• **Given data**:
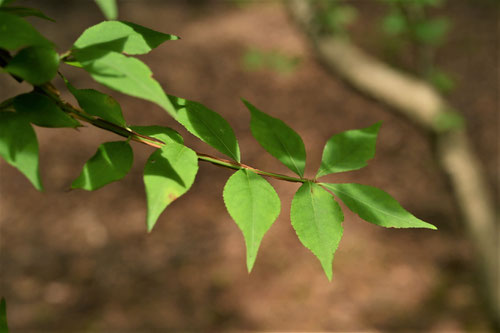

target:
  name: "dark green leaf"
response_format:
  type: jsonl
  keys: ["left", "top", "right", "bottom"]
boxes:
{"left": 4, "top": 45, "right": 59, "bottom": 84}
{"left": 170, "top": 96, "right": 240, "bottom": 162}
{"left": 74, "top": 49, "right": 173, "bottom": 116}
{"left": 0, "top": 12, "right": 52, "bottom": 50}
{"left": 73, "top": 21, "right": 179, "bottom": 55}
{"left": 0, "top": 6, "right": 55, "bottom": 21}
{"left": 321, "top": 183, "right": 437, "bottom": 229}
{"left": 0, "top": 0, "right": 16, "bottom": 6}
{"left": 317, "top": 122, "right": 381, "bottom": 178}
{"left": 71, "top": 141, "right": 133, "bottom": 191}
{"left": 144, "top": 142, "right": 198, "bottom": 232}
{"left": 414, "top": 18, "right": 449, "bottom": 45}
{"left": 243, "top": 99, "right": 306, "bottom": 177}
{"left": 0, "top": 298, "right": 8, "bottom": 333}
{"left": 223, "top": 169, "right": 281, "bottom": 272}
{"left": 0, "top": 112, "right": 42, "bottom": 190}
{"left": 13, "top": 92, "right": 80, "bottom": 128}
{"left": 129, "top": 125, "right": 183, "bottom": 145}
{"left": 67, "top": 82, "right": 126, "bottom": 126}
{"left": 290, "top": 182, "right": 343, "bottom": 280}
{"left": 94, "top": 0, "right": 117, "bottom": 20}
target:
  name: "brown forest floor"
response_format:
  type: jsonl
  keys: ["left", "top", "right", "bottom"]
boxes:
{"left": 0, "top": 0, "right": 498, "bottom": 332}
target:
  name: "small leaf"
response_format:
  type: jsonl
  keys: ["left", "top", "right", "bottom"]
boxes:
{"left": 0, "top": 297, "right": 8, "bottom": 333}
{"left": 67, "top": 82, "right": 126, "bottom": 126}
{"left": 72, "top": 141, "right": 133, "bottom": 191}
{"left": 0, "top": 112, "right": 42, "bottom": 190}
{"left": 13, "top": 92, "right": 80, "bottom": 128}
{"left": 144, "top": 142, "right": 198, "bottom": 231}
{"left": 223, "top": 169, "right": 281, "bottom": 272}
{"left": 317, "top": 122, "right": 381, "bottom": 178}
{"left": 290, "top": 182, "right": 344, "bottom": 280}
{"left": 94, "top": 0, "right": 118, "bottom": 20}
{"left": 73, "top": 21, "right": 179, "bottom": 55}
{"left": 129, "top": 125, "right": 183, "bottom": 145}
{"left": 243, "top": 99, "right": 306, "bottom": 177}
{"left": 0, "top": 6, "right": 55, "bottom": 21}
{"left": 0, "top": 12, "right": 52, "bottom": 50}
{"left": 321, "top": 183, "right": 437, "bottom": 230}
{"left": 74, "top": 49, "right": 172, "bottom": 116}
{"left": 170, "top": 96, "right": 240, "bottom": 162}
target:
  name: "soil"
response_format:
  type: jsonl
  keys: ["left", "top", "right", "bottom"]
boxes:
{"left": 0, "top": 0, "right": 497, "bottom": 332}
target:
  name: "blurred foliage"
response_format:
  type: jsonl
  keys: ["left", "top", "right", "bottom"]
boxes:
{"left": 312, "top": 0, "right": 358, "bottom": 37}
{"left": 242, "top": 47, "right": 301, "bottom": 75}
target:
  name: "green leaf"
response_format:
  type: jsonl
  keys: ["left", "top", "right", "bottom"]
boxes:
{"left": 73, "top": 21, "right": 179, "bottom": 55}
{"left": 0, "top": 12, "right": 52, "bottom": 50}
{"left": 414, "top": 18, "right": 449, "bottom": 46}
{"left": 144, "top": 142, "right": 198, "bottom": 232}
{"left": 170, "top": 96, "right": 240, "bottom": 162}
{"left": 243, "top": 99, "right": 306, "bottom": 177}
{"left": 321, "top": 183, "right": 437, "bottom": 230}
{"left": 13, "top": 92, "right": 80, "bottom": 128}
{"left": 74, "top": 49, "right": 173, "bottom": 117}
{"left": 0, "top": 0, "right": 16, "bottom": 6}
{"left": 382, "top": 11, "right": 407, "bottom": 35}
{"left": 223, "top": 169, "right": 281, "bottom": 272}
{"left": 317, "top": 122, "right": 381, "bottom": 178}
{"left": 0, "top": 6, "right": 55, "bottom": 22}
{"left": 0, "top": 298, "right": 8, "bottom": 333}
{"left": 0, "top": 112, "right": 42, "bottom": 190}
{"left": 4, "top": 45, "right": 59, "bottom": 85}
{"left": 290, "top": 182, "right": 344, "bottom": 280}
{"left": 129, "top": 125, "right": 183, "bottom": 145}
{"left": 94, "top": 0, "right": 118, "bottom": 20}
{"left": 71, "top": 141, "right": 133, "bottom": 191}
{"left": 66, "top": 82, "right": 126, "bottom": 126}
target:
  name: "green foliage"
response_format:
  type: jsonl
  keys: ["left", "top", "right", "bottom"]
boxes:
{"left": 242, "top": 48, "right": 301, "bottom": 74}
{"left": 72, "top": 141, "right": 133, "bottom": 191}
{"left": 313, "top": 0, "right": 358, "bottom": 36}
{"left": 291, "top": 182, "right": 344, "bottom": 280}
{"left": 0, "top": 7, "right": 437, "bottom": 280}
{"left": 0, "top": 6, "right": 55, "bottom": 21}
{"left": 432, "top": 109, "right": 465, "bottom": 132}
{"left": 414, "top": 17, "right": 449, "bottom": 45}
{"left": 94, "top": 0, "right": 118, "bottom": 20}
{"left": 0, "top": 112, "right": 42, "bottom": 190}
{"left": 223, "top": 169, "right": 281, "bottom": 272}
{"left": 170, "top": 95, "right": 241, "bottom": 162}
{"left": 321, "top": 183, "right": 437, "bottom": 229}
{"left": 243, "top": 99, "right": 306, "bottom": 177}
{"left": 317, "top": 122, "right": 381, "bottom": 177}
{"left": 0, "top": 298, "right": 8, "bottom": 333}
{"left": 13, "top": 92, "right": 80, "bottom": 128}
{"left": 144, "top": 142, "right": 198, "bottom": 232}
{"left": 426, "top": 68, "right": 455, "bottom": 94}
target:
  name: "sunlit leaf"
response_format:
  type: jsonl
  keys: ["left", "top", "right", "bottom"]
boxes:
{"left": 223, "top": 169, "right": 281, "bottom": 272}
{"left": 71, "top": 141, "right": 133, "bottom": 191}
{"left": 170, "top": 95, "right": 240, "bottom": 162}
{"left": 130, "top": 125, "right": 183, "bottom": 145}
{"left": 290, "top": 182, "right": 344, "bottom": 280}
{"left": 0, "top": 112, "right": 42, "bottom": 190}
{"left": 243, "top": 99, "right": 306, "bottom": 177}
{"left": 13, "top": 92, "right": 80, "bottom": 128}
{"left": 321, "top": 183, "right": 437, "bottom": 230}
{"left": 94, "top": 0, "right": 117, "bottom": 20}
{"left": 144, "top": 142, "right": 198, "bottom": 232}
{"left": 316, "top": 122, "right": 381, "bottom": 178}
{"left": 0, "top": 12, "right": 52, "bottom": 50}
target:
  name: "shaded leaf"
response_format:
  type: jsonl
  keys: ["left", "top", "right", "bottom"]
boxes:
{"left": 13, "top": 92, "right": 79, "bottom": 128}
{"left": 170, "top": 95, "right": 240, "bottom": 162}
{"left": 94, "top": 0, "right": 117, "bottom": 20}
{"left": 321, "top": 183, "right": 437, "bottom": 230}
{"left": 223, "top": 169, "right": 281, "bottom": 272}
{"left": 0, "top": 0, "right": 16, "bottom": 6}
{"left": 71, "top": 141, "right": 133, "bottom": 191}
{"left": 0, "top": 6, "right": 55, "bottom": 21}
{"left": 129, "top": 125, "right": 183, "bottom": 145}
{"left": 73, "top": 21, "right": 178, "bottom": 55}
{"left": 144, "top": 142, "right": 198, "bottom": 231}
{"left": 317, "top": 122, "right": 381, "bottom": 178}
{"left": 5, "top": 45, "right": 59, "bottom": 85}
{"left": 67, "top": 81, "right": 126, "bottom": 126}
{"left": 290, "top": 182, "right": 343, "bottom": 280}
{"left": 74, "top": 49, "right": 172, "bottom": 116}
{"left": 243, "top": 99, "right": 306, "bottom": 177}
{"left": 0, "top": 12, "right": 52, "bottom": 50}
{"left": 0, "top": 298, "right": 8, "bottom": 333}
{"left": 0, "top": 112, "right": 42, "bottom": 190}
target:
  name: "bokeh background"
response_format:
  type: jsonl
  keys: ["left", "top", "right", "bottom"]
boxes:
{"left": 0, "top": 0, "right": 498, "bottom": 331}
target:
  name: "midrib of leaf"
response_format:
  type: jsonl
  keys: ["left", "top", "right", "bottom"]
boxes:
{"left": 244, "top": 171, "right": 256, "bottom": 256}
{"left": 307, "top": 183, "right": 328, "bottom": 260}
{"left": 319, "top": 139, "right": 370, "bottom": 176}
{"left": 271, "top": 126, "right": 302, "bottom": 176}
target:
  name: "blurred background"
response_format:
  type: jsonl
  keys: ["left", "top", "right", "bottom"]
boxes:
{"left": 0, "top": 0, "right": 498, "bottom": 331}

• **Exercise instructions**:
With no other words, state how many lines above hold the word "name".

• **Exercise answer**:
12